### WHAT THIS TASK INVOLVES
Copy the part of the LaCie drive thread below word for word, starting with "When I turn" and going on through "Please advise...".

# LaCie d2 External won't show up - help!



## Frost123 (Mar 30, 2006)

I've had my LaCie d2 for a little over two years and haven't had any problems with it.   All of the sudden it won't show up on my hard drive.

When I plug it into the firewire port, I can hear the drive spin up and load, but nothing appears on the desktop.   I've tried Disk Warrior and Disk Utility - neither one can see the disk.   I also tried swapping firewire cords - same thing.

I also tried to plug in my ipod to see if it might be a problem with my Powerbook's firewire port - the ipod loads fine.

When I turn on the drive, it spins up and sounds normal...

Very pissed off here...in the past I've been to at least see a drive if it doesn't mount, but there's literally nothing for this one.

Please advise...


----------



## ElDiabloConCaca (Mar 30, 2006)

Some LaCie hard drives that reported this kind of behavior didn't have problems with the hard drive or case at all -- rather, the power supplies were going bad or something was wrong with the power cords.

Do you have any luck "jiggling" the power cord around, or holding it in different positions where it connects to the drive?  You may also want to contact LaCie about this and inquire about known defective power supplies or the like.

### SUPPLIED DATA
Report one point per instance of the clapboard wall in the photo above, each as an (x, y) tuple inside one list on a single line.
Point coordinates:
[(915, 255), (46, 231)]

### TASK SOLUTION
When I turn on the drive, it spins up and sounds normal...

Very pissed off here...in the past I've been to at least see a drive if it doesn't mount, but there's literally nothing for this one.

Please advise...